INSTRUCTION:
Copy each of the items below word for word, without changing anything.

INPUT ROWS:
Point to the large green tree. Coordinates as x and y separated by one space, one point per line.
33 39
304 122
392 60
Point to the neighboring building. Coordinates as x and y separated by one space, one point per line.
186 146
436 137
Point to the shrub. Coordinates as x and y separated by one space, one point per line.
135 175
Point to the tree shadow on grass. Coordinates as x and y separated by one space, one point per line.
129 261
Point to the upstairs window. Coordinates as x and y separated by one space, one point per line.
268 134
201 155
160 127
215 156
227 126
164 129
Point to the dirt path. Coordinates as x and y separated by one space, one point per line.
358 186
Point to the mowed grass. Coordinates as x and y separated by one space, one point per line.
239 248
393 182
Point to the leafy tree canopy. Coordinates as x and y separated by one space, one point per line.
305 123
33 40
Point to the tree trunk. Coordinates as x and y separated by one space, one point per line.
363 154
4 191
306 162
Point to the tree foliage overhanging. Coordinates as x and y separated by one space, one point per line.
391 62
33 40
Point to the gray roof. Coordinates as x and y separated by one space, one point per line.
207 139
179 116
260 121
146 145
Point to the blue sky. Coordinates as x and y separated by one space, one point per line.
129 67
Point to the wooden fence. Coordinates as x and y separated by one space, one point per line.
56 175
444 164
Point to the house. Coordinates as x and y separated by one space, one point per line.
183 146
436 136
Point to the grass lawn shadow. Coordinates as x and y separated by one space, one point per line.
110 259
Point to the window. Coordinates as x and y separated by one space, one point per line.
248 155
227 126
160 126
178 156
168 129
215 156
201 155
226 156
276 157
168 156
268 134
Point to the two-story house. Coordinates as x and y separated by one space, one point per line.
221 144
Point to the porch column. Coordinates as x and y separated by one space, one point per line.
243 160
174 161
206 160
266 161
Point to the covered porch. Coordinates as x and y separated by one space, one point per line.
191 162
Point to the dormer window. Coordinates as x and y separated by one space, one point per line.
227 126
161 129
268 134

EXERCISE RESULT:
Point to the large green tree. Coordinates as x and y separated by one space, one point per line.
33 39
304 122
392 60
Point to the neighboring building. Coordinates as x and y separated by one space, one point per line.
186 146
436 137
Point to the shrub. Coordinates as x and y separated by one space, one point per line.
135 175
Point to the tree shadow on grass. Coordinates as x and y separated by one space, one point per line.
129 261
Point to the upstairs window. Coordinates as x and y separated by one space, one point per line.
268 134
201 155
160 127
215 156
227 126
164 129
Point to the dirt path. Coordinates as x and y separated by one space, one point per line.
358 186
Point to the mowed grass. Coordinates as x and y separated by one space, one point per line.
239 248
393 182
Point to the leafy tree canopy. Coordinates as x and y separated by one space, one point per line.
305 123
33 40
Point to the tree trunk. Coordinates as x and y separated by one space, one point per line.
363 154
4 191
306 162
Point to the tree foliage overhanging. Coordinates as x and y separated by one space, one point per line.
391 62
33 40
Point to the gray roof. Coordinates as x and y separated by one space, one point per line.
207 139
179 116
260 121
146 145
Point to the blue sky. Coordinates as x and y separated by one space, one point per line.
129 67
Point to the wooden fence. Coordinates as x and y separated by one space, one point per line.
56 175
444 164
Point to the house. Coordinates as x and y separated by one space, one point per line.
183 146
436 136
Point to the grass lawn shadow. Coordinates as x and y separated by one space, one point per line.
110 259
Point to the window. Coordinates as x and y separated by one space, one point per line.
248 155
227 126
160 126
178 156
168 129
215 156
201 155
226 156
276 157
168 156
268 134
Point to the two-story house. Coordinates as x and y separated by one space, one point per line.
221 144
Point to the porch column. Coordinates as x and y separated by one space, one point per line.
243 160
174 161
206 160
266 161
Point to the covered porch. Coordinates as x and y separated by one space, one point per line.
191 162
Point to the dormer window. Coordinates as x and y separated by one space, one point per line.
227 126
161 129
268 134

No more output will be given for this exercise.